• REQUIRED WORK
Return the records below word for word.

• DATA TO EXAMINE
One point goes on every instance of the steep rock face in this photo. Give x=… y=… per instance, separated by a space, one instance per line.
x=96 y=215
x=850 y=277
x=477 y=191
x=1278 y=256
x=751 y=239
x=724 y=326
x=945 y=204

• SOLUTION
One point goes on every instance of the steep rock face in this photo. Give x=… y=… per instance, separated by a space, one instance per line.
x=96 y=215
x=850 y=277
x=477 y=191
x=1278 y=256
x=751 y=239
x=724 y=326
x=945 y=204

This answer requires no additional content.